Required work
Rewrite the items from the line with "the dog's snout" through the end of the items, both ends included, keeping every line of wording and every format sample unchanged. Shift each coordinate in the answers by -58, and leave the pictures out.

▶

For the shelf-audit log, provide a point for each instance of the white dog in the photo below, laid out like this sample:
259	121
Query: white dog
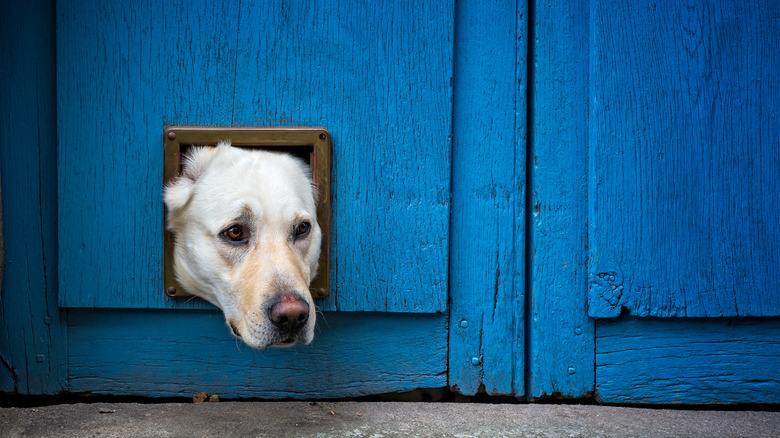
246	239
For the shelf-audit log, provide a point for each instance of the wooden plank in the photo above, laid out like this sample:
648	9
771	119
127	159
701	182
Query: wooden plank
560	334
688	361
487	219
376	75
32	332
180	353
684	157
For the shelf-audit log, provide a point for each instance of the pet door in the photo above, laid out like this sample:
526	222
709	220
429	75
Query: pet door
312	145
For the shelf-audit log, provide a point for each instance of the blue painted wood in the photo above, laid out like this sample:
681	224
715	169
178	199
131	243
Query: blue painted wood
32	334
158	353
560	334
684	156
487	219
688	361
377	76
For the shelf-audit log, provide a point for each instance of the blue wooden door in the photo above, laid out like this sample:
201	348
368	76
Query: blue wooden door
684	200
569	199
381	77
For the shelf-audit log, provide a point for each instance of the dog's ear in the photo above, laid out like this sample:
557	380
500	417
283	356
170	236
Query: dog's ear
179	192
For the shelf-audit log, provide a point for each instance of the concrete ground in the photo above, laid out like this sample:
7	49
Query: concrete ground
377	419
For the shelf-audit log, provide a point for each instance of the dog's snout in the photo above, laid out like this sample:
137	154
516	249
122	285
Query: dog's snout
289	313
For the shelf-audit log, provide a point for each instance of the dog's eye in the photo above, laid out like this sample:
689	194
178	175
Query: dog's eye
302	229
234	234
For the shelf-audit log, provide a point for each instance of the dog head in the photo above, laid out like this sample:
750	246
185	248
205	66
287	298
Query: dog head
246	239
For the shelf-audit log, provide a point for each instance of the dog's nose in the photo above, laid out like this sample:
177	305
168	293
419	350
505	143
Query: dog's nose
289	313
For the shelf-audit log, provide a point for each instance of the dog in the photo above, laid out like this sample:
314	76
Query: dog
246	239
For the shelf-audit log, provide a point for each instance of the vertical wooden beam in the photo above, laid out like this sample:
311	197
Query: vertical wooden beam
32	333
561	341
487	220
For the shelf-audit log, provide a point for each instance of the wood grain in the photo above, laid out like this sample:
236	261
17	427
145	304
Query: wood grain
376	75
560	335
684	188
166	353
32	347
487	219
688	361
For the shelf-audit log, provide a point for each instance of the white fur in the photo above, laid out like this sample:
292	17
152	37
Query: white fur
266	192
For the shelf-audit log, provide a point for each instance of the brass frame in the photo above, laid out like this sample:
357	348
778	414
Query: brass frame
318	142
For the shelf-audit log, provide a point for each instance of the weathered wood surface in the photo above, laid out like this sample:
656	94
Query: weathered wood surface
684	158
32	347
688	361
168	353
378	75
487	219
561	336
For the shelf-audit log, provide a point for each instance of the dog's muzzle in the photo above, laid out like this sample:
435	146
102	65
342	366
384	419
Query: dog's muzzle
289	313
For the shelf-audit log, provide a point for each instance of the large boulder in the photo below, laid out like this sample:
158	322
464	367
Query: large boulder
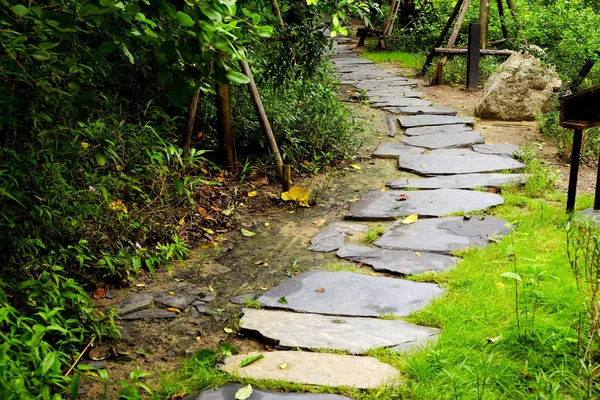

◀

Written reply
For the shelf-audit log, provide a point for each instance of the dog's snout in the photo above, laid out like this sample:
137	154
516	249
122	285
Query: dog's snout
231	255
For the shelf-audit log, provide a point for each instance of the dog's eye in the photo above, laid out like this sample:
689	194
178	175
Query: dog's eye
244	171
176	176
For the shelf-audit log, provide a point for each instance of the dog head in the photo above, laid out like this sample:
750	246
185	248
205	66
287	298
Query: dog head
188	181
For the shelf-audit log, provide a point for each instance of the dog's nose in the photo above, laid out like this sample:
177	305
168	293
419	350
505	143
Query: dog's nose
231	255
For the shelf-audit log, provide a point for each instance of the dog in the photo above, laid out like this sample:
314	76
Query: dog
188	181
For the shelf-audit log, provide a point for each instance of the vertical wooden beam in the photo above, laid out like this sample:
311	197
Query: vertical wooden beam
-26	275
503	283
429	162
For the shelf-audit log, provide a point for each instance of the wood grain in the photo above, laid out like this sample:
236	261
17	427
145	304
Query: wood grain
318	17
502	277
626	130
108	295
-26	289
429	161
630	303
For the shelf-audit log, provide a point for each instance of the white fur in the photo above, laid out like this sample:
292	17
152	37
Query: white fur
208	134
For the shelf-audit log, provide a point for each instance of the brass frame in the photo above, laid out like this sample:
357	348
778	414
Query: brass frame
260	84
For the shelf-audit log, provide a point for each instance of the weathered wood surface in the photo above, laid out like this sample:
656	94
Query: weathered wood surface
626	100
-26	289
630	303
110	295
320	17
429	161
503	278
For the shelf-audit log, provide a point for each instance of the dog's muzzle in the photo above, laid out like this sample:
435	146
102	65
342	366
384	419
Query: dog's muzzle
231	255
For the shelf-audit log, provide a point for each instance of the large boulder in the photo below, laid out like this sample:
158	322
464	367
Query: large boulder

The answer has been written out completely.